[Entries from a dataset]
════════════════
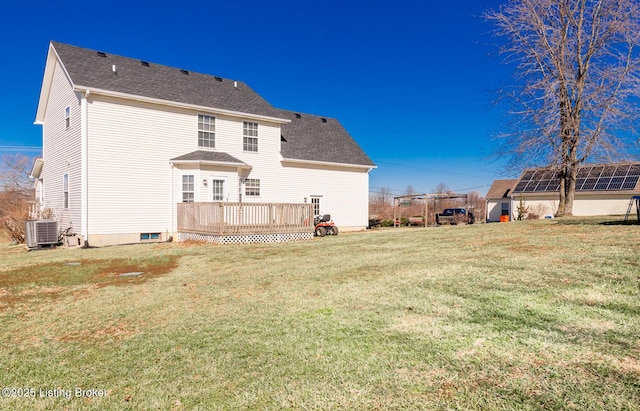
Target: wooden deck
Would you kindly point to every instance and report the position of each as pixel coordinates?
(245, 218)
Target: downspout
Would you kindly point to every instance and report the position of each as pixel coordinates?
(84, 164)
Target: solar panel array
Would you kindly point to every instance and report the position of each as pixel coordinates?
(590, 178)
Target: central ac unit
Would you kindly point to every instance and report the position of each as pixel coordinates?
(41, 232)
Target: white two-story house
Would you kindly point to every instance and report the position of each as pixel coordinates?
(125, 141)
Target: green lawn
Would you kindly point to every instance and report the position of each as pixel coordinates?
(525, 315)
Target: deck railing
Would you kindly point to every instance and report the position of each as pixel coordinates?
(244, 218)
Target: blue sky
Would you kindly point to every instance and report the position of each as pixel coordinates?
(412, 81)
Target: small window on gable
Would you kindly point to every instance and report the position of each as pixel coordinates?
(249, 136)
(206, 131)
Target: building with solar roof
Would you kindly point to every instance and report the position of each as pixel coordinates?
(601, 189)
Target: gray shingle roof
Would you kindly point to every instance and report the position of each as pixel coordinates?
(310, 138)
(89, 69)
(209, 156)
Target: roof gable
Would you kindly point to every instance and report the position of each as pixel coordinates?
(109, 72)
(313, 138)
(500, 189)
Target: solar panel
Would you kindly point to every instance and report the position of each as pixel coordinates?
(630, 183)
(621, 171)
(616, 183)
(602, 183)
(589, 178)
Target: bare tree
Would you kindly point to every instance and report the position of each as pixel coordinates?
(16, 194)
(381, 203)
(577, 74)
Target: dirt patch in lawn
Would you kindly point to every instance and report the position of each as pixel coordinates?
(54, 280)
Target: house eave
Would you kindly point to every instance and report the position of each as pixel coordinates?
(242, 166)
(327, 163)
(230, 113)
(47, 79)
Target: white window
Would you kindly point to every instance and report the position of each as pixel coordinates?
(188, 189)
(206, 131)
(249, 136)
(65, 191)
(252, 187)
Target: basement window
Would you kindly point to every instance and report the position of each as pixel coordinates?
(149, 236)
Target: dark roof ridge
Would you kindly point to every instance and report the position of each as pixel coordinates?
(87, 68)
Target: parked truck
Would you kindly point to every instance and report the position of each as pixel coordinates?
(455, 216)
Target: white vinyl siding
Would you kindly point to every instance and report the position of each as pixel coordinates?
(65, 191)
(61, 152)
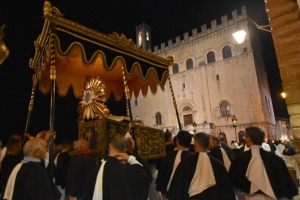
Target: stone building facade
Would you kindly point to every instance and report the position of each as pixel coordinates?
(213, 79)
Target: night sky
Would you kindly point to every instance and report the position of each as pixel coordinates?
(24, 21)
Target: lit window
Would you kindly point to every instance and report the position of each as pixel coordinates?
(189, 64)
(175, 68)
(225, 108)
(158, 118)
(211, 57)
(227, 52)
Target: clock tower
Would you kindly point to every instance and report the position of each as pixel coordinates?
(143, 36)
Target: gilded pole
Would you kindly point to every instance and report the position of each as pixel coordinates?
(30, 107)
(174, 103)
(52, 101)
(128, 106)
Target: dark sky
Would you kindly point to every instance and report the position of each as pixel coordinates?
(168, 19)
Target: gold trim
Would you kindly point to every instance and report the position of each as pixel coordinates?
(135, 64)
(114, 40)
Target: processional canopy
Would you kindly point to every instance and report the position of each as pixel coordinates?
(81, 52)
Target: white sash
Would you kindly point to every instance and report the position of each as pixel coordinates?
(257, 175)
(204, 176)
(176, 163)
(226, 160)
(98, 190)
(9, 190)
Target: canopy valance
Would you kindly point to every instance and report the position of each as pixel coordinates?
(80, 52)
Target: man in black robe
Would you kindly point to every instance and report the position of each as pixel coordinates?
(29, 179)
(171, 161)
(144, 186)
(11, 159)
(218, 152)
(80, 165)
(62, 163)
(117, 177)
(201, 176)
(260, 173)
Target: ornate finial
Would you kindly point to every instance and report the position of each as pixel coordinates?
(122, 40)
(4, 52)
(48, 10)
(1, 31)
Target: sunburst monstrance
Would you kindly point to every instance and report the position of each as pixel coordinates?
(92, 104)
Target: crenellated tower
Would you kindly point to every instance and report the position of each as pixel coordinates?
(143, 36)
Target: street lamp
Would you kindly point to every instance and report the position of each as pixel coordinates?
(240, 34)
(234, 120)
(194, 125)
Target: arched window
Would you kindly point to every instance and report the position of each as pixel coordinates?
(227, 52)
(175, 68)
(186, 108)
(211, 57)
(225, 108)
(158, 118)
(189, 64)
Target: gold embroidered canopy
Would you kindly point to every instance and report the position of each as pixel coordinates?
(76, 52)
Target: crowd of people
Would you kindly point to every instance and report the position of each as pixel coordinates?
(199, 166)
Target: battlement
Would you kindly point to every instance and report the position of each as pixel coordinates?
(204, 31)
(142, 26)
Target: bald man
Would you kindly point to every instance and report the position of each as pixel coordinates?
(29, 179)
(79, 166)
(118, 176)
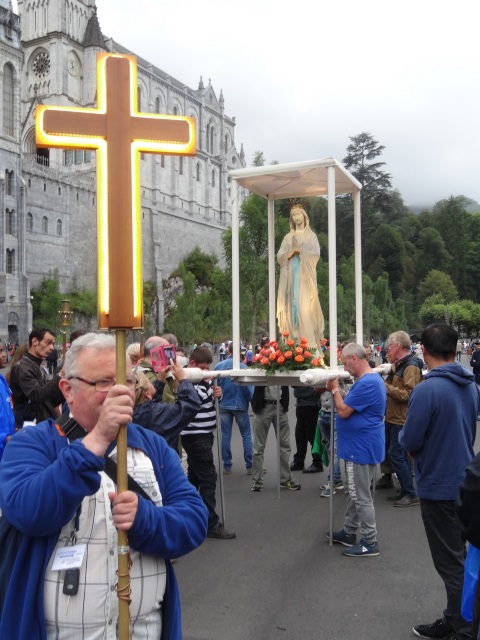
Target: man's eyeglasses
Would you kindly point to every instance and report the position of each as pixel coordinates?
════════════════
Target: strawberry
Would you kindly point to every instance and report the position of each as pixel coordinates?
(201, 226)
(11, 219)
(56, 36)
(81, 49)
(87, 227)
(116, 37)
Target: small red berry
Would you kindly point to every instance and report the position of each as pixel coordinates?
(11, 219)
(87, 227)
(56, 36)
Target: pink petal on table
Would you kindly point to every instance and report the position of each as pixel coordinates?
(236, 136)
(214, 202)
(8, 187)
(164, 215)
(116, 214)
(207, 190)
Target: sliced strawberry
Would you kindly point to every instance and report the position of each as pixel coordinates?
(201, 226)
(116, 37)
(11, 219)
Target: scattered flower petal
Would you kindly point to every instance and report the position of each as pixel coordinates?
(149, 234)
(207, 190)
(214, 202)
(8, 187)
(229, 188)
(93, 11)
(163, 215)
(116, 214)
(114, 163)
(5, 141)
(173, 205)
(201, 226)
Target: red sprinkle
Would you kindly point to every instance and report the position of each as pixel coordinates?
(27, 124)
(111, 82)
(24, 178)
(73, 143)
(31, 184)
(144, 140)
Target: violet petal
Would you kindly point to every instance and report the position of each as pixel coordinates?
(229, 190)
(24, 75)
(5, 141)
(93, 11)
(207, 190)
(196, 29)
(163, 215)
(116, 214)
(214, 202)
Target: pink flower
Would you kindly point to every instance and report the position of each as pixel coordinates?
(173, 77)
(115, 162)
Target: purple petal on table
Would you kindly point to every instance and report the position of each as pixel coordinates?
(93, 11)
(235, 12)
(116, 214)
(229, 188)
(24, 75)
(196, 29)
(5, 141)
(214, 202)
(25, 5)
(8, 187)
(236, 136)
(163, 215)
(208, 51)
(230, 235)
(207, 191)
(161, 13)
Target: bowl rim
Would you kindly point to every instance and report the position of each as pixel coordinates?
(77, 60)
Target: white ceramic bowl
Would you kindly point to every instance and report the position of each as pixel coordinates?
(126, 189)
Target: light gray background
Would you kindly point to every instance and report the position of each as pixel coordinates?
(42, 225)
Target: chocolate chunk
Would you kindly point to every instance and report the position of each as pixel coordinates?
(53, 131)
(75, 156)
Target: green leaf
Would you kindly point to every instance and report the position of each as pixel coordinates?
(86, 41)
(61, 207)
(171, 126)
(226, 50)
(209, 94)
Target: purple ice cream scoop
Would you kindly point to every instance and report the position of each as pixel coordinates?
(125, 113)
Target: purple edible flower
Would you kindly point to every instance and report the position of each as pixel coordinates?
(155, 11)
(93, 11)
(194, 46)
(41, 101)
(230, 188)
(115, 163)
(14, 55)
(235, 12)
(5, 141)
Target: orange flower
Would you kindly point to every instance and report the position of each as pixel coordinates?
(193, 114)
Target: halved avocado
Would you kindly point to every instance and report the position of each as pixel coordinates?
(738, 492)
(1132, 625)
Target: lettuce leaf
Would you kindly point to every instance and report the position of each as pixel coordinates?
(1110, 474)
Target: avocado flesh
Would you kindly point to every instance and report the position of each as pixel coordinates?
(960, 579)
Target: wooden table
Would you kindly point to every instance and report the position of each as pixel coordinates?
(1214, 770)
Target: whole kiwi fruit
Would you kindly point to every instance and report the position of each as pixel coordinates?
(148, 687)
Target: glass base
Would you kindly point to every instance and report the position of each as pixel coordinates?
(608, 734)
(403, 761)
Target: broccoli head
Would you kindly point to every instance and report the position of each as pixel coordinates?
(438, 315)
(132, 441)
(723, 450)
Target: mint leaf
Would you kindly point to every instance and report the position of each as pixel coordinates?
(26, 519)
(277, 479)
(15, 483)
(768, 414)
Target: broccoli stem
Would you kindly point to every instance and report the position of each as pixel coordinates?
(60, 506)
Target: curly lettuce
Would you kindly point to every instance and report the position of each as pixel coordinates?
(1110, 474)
════════════════
## To be done
Count the lines in the material above that contain the word "avocado" and reply with the number alone.

## Result of this task
2